▸ **The records**
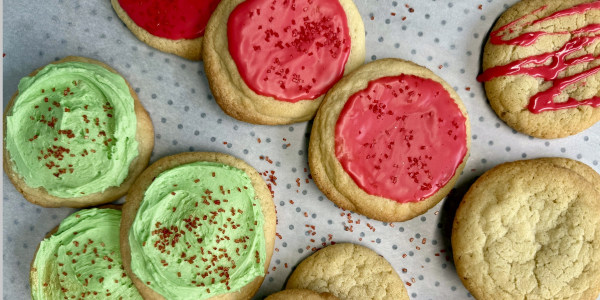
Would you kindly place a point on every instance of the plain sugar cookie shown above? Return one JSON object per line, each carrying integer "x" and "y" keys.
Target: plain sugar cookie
{"x": 271, "y": 62}
{"x": 198, "y": 225}
{"x": 389, "y": 141}
{"x": 540, "y": 67}
{"x": 530, "y": 230}
{"x": 348, "y": 271}
{"x": 301, "y": 294}
{"x": 75, "y": 135}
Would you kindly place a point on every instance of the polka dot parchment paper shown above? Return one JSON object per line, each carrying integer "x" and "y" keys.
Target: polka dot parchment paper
{"x": 445, "y": 36}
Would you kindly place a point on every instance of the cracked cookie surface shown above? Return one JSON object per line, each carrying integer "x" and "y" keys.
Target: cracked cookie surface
{"x": 530, "y": 230}
{"x": 543, "y": 54}
{"x": 348, "y": 271}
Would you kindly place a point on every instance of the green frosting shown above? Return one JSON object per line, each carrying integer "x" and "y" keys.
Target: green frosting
{"x": 72, "y": 129}
{"x": 198, "y": 232}
{"x": 82, "y": 260}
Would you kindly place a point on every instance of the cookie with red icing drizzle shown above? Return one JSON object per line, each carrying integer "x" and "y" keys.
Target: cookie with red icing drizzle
{"x": 170, "y": 26}
{"x": 271, "y": 62}
{"x": 541, "y": 69}
{"x": 389, "y": 140}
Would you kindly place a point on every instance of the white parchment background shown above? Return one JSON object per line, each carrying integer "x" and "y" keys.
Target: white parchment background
{"x": 445, "y": 36}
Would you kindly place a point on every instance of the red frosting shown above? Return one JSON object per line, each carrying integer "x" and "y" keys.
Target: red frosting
{"x": 536, "y": 65}
{"x": 401, "y": 138}
{"x": 173, "y": 19}
{"x": 290, "y": 50}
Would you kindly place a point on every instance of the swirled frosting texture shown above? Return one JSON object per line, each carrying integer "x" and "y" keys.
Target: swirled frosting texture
{"x": 72, "y": 129}
{"x": 198, "y": 232}
{"x": 82, "y": 260}
{"x": 402, "y": 138}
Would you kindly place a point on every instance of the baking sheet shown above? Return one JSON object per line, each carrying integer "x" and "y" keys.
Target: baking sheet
{"x": 445, "y": 36}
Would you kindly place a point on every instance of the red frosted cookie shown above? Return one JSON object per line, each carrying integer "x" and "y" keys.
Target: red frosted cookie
{"x": 541, "y": 69}
{"x": 389, "y": 141}
{"x": 175, "y": 26}
{"x": 271, "y": 62}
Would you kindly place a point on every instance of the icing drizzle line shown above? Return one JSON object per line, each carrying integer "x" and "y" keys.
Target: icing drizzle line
{"x": 583, "y": 37}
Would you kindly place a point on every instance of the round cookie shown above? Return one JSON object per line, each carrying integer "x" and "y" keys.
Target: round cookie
{"x": 273, "y": 63}
{"x": 198, "y": 225}
{"x": 348, "y": 271}
{"x": 301, "y": 294}
{"x": 540, "y": 67}
{"x": 76, "y": 135}
{"x": 389, "y": 141}
{"x": 81, "y": 258}
{"x": 530, "y": 230}
{"x": 175, "y": 27}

▸ **Your objective**
Output the lines from the one holding "of the round" to the last line of the material, inclusive, exactly as they appear. Add no others.

▸ **Exercise result**
Would you kindly place a point on every instance of the round cookie shown above? Return one JSON object per line, each carrying integer "x" and "y" keys.
Target: round cookie
{"x": 273, "y": 63}
{"x": 198, "y": 225}
{"x": 348, "y": 271}
{"x": 301, "y": 294}
{"x": 540, "y": 67}
{"x": 76, "y": 135}
{"x": 389, "y": 141}
{"x": 81, "y": 258}
{"x": 530, "y": 230}
{"x": 175, "y": 27}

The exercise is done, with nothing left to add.